→ Set task 1:
According to the excerpt on Lincoln and the administrative state, which branch of government still takes the Constitution seriously as the foundation of its power and legitimacy?

→ Source extract:
Lincoln knew that a political consensus would be necessary to establish the legitimacy of law. He knew that public opinion would have to be transformed in a manner that would allow the moral condemnation of slavery to be understood and defended on the ground of the political principle of equality. In that way, it would become possible to establish a public opinion, derived from the people, as the basis of a political and moral consensus (a constitutional majority). That consensus would determine the legitimacy of government, provide for equal protection of the law, and vindicate the rule of law.
The Administrative State
The contemporary defense of the Constitution is not a defense of its principles. It is a defense of the policy preferences of the social, economic, legal, and administrative elites who have substituted their intellectual authority for the political and moral authority of the people. The administrative state has established such expansive powers within the national government that those powers cannot be circumscribed in a manner compatible with constitutional limitations, nor can each of the political institutions, established as separate powers, function amicably in a constitutional manner, i.e. one that requires each branch to pursue public policies on behalf of a common good.
In the last several decades, the leaders of both the House and the Senate, and their counterparts in the White House, have had to acquiesce to those conditions imposed by administrative rule simply to keep the government functioning. They have been forced to rely on the permanent government to provide the only options that leaders of both parties and branches of government could potentially choose.
Questions concerning the legitimacy of the administrative state have only been asked by the courts, especially the Supreme Court. The Supreme Court is the only political branch of government that still takes the Constitution seriously as the foundation of its power and legitimacy.

→ Set task 2:
Tally the lines in the records below that contain the string "dramatic", treating case as significant. Give only the number.

→ Working data:
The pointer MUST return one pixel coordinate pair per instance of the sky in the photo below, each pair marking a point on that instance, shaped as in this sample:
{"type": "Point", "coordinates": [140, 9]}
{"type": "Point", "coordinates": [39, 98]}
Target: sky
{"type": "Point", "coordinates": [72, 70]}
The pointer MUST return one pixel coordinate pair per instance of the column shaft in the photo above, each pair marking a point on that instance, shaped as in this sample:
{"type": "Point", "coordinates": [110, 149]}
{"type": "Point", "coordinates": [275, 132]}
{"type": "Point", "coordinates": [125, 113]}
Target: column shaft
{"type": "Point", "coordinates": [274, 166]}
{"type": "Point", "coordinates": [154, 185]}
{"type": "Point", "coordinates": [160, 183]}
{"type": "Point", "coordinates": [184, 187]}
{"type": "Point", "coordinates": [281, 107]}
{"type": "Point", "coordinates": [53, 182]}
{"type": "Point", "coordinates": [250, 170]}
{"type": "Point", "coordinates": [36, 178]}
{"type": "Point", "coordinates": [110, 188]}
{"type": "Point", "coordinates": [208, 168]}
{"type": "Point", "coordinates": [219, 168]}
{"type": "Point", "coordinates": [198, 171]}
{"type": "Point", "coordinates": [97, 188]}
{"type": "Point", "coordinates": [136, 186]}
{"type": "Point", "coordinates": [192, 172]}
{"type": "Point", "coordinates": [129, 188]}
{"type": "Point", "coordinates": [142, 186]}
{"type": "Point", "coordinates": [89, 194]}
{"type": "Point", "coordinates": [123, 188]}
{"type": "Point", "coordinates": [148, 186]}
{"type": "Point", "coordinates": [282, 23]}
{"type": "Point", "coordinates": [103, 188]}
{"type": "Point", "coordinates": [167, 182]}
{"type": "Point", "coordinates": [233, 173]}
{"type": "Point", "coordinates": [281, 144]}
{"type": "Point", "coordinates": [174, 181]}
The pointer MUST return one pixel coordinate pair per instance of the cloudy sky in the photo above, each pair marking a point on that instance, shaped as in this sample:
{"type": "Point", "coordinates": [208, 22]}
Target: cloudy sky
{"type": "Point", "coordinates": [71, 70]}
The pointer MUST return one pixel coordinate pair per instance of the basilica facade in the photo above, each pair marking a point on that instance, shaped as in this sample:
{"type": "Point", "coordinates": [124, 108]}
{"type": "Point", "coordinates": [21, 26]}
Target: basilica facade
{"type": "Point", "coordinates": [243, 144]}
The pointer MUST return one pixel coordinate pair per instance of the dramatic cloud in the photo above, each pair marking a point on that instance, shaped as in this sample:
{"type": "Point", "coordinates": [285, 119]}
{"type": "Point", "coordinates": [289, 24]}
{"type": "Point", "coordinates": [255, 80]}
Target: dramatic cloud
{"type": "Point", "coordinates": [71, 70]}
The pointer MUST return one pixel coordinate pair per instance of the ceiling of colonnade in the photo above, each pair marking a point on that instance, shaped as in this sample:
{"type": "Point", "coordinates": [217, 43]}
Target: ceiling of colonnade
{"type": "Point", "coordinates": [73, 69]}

→ Exercise answer 1:
The Supreme Court.

→ Exercise answer 2:
2